Text:
** Begin **
What we want to do, however, is not to fit the largest possible model but to find the model which fits the data best, meaning it is optimal by some sort of information criterion, say AIC or BIC.
How many different models are there? $11^2$ models, as 11 variables could be either switched on or off. With 11 possible regressors this is a possible approach, as it delivers 121 different regressions, but just imagine you have 1,000 possible regressors.
So, while we go through the steps below, this is not a process recommended when you do have very large sets of regressors.
The way to organise this is, is as follows.
- Set a variable $k$ that determines how many regressors should be included.
- For every $k$ from 1 to 11 estimate a model for all possible combinations of $k$ regressors.
- Choose the best model from these (minimum RSS)
** End **
Extend the passage on selecting the best regression model by an information criterion, picking up right after its last listed step.

Extracted data:
** Begin **
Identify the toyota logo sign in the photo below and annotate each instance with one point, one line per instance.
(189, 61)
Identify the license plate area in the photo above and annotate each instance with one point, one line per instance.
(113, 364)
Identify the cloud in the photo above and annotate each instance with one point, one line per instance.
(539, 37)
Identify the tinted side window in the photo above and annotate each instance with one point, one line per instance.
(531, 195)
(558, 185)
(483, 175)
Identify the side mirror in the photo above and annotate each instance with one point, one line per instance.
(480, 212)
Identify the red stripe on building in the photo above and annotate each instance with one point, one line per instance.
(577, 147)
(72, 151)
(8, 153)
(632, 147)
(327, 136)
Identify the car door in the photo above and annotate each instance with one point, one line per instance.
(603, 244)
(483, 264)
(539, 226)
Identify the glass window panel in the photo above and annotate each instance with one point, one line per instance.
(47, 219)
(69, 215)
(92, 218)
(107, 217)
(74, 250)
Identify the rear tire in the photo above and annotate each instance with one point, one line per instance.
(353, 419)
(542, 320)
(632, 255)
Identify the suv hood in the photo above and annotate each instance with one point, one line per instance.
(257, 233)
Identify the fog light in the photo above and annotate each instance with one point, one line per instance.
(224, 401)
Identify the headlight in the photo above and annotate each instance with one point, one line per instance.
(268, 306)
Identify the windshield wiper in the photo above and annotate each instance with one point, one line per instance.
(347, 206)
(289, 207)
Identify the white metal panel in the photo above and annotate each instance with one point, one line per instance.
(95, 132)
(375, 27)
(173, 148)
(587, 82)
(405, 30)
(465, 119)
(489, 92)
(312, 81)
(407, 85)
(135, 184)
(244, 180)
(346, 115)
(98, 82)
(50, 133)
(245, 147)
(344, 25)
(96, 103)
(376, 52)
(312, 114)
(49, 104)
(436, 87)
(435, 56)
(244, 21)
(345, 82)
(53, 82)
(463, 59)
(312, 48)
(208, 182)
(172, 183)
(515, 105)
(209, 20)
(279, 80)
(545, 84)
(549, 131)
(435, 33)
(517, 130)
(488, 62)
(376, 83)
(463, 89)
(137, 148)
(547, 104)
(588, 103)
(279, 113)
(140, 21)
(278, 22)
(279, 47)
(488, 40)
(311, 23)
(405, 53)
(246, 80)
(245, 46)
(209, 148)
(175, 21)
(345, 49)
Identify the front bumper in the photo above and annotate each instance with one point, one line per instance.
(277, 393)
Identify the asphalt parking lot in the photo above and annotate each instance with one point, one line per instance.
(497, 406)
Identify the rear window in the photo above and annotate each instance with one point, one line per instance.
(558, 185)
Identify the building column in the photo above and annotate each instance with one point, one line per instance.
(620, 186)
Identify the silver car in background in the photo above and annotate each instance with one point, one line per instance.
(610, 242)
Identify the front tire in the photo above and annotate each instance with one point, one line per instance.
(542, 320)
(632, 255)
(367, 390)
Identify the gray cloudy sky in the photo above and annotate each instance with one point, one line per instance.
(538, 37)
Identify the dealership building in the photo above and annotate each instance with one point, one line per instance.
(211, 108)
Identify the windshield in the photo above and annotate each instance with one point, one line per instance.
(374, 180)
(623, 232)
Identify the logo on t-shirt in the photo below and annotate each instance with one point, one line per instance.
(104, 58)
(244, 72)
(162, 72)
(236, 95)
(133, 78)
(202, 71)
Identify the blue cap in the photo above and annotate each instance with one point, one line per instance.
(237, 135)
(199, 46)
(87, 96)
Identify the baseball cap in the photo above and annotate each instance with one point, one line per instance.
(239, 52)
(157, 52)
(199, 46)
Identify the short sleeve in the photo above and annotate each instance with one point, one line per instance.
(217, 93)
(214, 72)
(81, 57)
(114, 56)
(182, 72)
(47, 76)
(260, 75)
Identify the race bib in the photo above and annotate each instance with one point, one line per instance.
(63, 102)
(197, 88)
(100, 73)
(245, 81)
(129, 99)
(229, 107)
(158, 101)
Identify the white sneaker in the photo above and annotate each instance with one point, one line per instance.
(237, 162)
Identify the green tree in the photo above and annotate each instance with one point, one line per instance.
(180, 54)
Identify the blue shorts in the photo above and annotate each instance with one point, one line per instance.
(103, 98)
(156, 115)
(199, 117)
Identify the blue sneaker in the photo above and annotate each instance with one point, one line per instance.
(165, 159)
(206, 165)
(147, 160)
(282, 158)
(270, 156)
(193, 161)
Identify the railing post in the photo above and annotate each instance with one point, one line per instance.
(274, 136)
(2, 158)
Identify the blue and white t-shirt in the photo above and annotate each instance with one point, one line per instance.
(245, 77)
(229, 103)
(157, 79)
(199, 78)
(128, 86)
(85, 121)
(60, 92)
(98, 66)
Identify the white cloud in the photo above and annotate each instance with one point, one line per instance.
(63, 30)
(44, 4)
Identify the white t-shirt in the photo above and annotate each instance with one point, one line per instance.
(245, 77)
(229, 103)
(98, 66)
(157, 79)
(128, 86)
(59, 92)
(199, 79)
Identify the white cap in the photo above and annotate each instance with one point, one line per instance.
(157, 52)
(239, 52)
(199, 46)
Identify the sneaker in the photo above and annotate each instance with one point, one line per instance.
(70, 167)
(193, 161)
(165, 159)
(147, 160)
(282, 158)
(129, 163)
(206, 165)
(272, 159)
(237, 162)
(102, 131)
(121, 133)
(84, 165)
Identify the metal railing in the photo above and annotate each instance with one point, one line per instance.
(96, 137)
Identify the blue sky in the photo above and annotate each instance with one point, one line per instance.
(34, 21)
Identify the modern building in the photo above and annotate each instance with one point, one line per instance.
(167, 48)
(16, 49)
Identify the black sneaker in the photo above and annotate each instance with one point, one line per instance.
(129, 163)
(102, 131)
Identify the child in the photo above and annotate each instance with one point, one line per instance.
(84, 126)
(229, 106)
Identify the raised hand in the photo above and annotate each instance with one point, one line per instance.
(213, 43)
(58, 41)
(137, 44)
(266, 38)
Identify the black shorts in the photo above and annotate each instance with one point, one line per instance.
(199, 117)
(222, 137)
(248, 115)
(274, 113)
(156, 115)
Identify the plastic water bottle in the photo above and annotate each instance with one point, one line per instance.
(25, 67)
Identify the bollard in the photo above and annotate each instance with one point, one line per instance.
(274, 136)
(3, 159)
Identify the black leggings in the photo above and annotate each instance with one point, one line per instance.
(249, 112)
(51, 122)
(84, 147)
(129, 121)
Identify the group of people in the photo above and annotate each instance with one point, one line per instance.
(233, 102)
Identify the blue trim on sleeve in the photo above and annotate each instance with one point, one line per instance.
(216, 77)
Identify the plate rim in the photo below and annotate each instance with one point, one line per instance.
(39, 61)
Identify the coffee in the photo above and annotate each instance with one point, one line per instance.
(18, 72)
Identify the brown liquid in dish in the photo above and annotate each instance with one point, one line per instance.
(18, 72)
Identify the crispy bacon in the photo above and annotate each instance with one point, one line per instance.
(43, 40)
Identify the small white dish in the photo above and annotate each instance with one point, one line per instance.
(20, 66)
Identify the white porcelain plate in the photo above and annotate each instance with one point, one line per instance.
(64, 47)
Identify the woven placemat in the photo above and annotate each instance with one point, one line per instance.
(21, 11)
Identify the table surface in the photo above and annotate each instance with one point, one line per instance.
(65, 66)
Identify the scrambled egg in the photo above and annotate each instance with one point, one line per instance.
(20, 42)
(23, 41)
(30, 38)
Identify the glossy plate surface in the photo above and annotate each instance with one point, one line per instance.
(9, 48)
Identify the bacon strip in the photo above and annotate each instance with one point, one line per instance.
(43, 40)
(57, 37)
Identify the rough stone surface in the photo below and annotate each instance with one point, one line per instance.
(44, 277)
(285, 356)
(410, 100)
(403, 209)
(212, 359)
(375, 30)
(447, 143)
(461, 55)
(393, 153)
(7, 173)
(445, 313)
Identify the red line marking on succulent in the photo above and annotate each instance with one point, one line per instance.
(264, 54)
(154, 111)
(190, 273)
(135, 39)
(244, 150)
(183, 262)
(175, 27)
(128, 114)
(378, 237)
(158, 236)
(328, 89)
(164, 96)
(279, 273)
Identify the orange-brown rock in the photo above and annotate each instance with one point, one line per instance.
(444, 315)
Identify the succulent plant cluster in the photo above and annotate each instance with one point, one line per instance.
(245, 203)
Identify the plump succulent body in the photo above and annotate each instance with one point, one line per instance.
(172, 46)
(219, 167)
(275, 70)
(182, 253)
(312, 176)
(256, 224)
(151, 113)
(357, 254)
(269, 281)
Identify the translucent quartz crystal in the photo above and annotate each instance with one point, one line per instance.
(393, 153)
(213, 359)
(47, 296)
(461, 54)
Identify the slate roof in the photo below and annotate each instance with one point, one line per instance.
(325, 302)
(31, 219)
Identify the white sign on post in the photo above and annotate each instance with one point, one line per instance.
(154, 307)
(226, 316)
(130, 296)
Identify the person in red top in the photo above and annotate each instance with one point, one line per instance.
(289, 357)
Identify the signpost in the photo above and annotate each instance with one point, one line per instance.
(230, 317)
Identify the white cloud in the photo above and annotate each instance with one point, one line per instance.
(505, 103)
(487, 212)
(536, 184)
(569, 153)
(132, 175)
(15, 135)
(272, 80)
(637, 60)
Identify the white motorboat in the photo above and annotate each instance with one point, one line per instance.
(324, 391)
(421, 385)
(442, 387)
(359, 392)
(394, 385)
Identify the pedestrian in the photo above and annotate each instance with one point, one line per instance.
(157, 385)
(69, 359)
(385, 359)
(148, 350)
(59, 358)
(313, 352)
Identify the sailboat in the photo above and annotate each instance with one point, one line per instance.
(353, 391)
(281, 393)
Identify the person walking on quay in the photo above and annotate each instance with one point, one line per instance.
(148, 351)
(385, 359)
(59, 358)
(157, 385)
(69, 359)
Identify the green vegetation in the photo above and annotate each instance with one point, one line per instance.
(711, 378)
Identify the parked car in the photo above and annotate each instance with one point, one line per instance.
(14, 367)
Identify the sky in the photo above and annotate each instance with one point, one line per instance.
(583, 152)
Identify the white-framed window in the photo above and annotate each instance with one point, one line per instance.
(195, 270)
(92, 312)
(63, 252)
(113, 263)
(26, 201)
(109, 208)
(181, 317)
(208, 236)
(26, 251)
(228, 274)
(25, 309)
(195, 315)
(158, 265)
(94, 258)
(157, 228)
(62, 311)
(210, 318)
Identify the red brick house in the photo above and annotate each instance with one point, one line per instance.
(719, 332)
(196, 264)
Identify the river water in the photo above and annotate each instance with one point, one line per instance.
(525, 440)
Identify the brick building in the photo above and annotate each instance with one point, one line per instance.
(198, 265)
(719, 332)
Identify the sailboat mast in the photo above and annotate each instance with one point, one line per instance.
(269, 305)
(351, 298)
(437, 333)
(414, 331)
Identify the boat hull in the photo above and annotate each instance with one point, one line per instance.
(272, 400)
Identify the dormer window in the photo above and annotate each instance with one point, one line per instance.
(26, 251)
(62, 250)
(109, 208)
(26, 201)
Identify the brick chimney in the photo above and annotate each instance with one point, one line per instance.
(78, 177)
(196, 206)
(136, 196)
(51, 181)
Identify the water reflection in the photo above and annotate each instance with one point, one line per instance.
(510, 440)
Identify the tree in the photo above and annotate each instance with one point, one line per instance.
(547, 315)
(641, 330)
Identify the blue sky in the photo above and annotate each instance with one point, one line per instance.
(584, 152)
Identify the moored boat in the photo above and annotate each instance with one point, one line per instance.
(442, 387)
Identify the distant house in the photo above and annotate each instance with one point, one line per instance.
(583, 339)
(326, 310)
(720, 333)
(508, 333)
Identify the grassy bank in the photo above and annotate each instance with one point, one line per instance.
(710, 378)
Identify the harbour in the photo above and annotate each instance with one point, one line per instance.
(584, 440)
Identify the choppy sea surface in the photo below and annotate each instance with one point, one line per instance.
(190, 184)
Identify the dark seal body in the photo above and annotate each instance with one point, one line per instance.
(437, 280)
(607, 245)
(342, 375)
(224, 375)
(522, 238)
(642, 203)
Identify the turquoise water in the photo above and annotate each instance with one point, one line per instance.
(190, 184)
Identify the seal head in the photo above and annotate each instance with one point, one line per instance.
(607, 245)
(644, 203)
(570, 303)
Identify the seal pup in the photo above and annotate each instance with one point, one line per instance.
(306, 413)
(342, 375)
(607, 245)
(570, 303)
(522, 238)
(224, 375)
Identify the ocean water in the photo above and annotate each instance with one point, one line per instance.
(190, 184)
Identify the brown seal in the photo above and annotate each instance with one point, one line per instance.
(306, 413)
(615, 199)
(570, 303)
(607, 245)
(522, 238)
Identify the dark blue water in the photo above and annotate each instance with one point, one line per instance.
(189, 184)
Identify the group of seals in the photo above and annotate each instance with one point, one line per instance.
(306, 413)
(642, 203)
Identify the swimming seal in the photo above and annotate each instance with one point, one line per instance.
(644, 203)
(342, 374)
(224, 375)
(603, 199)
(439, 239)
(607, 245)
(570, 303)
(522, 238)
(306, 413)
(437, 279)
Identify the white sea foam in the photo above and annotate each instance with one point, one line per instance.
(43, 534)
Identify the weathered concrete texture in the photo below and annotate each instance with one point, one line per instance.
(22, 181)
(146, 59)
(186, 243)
** End **
Response below:
- Present the best models for all values of $k$
To do this effectively we require a function that operationalises step 2. as effectively as possible. Here we present functions basically as they were written by Jordan Crouser.
The function processSubset assumes that your dependent variable is saved in y and your matrix of explanatory variables is saved in x and then uses a list of variable names (feature_set) to run a regression which only includes the variables included in feature_set. It returns the estimated model and the residual sum of squares.
The function getBest takes as input the value for $k$. It also assumes that your dependent variable is saved in y and your matrix of explanatory variables is saved in x. It then creates all possible $k$ variable combinations, sends them to processSubset, collects the results and identifies which of these models has the smallest RSS. The function returns the output for that chosen model.
def processSubset(feature_set):
# Fit model on feature_set and calculate RSS
model = sm.OLS(y,sm.add_constant(x[list(feature_set)]))
regr = model.fit()
RSS = ((regr.fittedvalues - y) ** 2).sum()
return {"model":regr, "RSS":RSS}
def getBest(k):
tic = time.time()
results = []
for combo in itertools.combinations(x.columns, k):
results.append(processSubset(combo))
# Wrap everything up in a nice dataframe
models = pd.DataFrame(results)
# Choose the model with the highest RSS
best_model = models.loc[models['RSS'].argmin()]
toc = time.time()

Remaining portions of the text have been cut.